*Extracted text*.

At Ornamentum (Hudson, New York), Dutch artist Ruudt Peters' provocative jewellery is featured, which straddles the line between body adornment and object art. According to the artist, his ANIMA collection will be shown in an installation that connects the content of his work in a spatial context. "For my installation I have chosen the mirror, first of all, because it is an attribute of the feminine, of Venus. However, it is more than that. A reflection is also elusive, like that of Narcissus in the water, like the wax that solidifies in the water. With this, for me things come full circle," says Peters. According to the artist, fifteen round mirrors hang randomly in space on long steel rods. The jewellery is mounted on the mirrors, and their reflections produce a bewildering and poetic image.

*Provided material*.
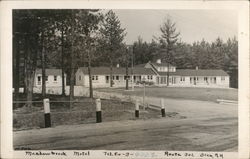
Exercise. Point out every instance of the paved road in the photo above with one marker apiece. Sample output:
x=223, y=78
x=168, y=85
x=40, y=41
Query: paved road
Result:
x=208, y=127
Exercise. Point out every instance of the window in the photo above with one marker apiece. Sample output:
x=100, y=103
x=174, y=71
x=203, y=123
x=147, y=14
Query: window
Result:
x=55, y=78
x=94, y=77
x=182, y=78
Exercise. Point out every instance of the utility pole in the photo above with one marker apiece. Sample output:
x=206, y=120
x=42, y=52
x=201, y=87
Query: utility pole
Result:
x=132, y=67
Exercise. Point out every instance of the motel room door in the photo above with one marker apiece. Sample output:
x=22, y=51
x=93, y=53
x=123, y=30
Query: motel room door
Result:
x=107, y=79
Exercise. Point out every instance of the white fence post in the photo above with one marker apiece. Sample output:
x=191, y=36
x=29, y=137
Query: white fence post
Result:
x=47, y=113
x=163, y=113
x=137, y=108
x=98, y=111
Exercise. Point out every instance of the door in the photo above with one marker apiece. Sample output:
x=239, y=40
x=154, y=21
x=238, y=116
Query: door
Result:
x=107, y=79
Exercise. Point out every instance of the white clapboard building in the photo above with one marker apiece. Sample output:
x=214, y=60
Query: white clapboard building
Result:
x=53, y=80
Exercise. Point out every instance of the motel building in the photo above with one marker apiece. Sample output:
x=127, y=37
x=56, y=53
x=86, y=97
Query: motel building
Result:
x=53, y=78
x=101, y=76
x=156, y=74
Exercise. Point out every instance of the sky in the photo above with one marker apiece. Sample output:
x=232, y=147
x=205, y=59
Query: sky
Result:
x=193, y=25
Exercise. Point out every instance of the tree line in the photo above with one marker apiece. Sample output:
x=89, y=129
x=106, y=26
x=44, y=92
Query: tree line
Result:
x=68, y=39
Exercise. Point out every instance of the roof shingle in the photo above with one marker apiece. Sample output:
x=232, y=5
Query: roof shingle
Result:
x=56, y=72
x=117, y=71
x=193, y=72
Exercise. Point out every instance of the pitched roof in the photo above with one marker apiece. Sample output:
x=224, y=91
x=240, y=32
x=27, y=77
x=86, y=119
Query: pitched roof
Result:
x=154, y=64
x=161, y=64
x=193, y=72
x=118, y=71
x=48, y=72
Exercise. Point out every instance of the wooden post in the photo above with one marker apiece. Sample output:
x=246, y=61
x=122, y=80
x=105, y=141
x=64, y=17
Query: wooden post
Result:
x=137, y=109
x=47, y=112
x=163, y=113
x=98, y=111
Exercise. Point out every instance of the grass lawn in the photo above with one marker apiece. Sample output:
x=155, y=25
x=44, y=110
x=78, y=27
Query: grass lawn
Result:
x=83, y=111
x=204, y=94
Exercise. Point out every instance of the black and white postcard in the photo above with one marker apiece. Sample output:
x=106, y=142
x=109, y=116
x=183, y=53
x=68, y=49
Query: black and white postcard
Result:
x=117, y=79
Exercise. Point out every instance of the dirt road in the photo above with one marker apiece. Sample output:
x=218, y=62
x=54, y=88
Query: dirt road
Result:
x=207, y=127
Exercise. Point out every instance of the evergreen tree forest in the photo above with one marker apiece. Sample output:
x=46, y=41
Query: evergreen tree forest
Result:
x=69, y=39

*Task to carry out*. According to the text about Ruudt Peters' jewelry exhibition at Ornamentum, how many round mirrors hang in space in his installation?

*Answer for this exercise*. Fifteen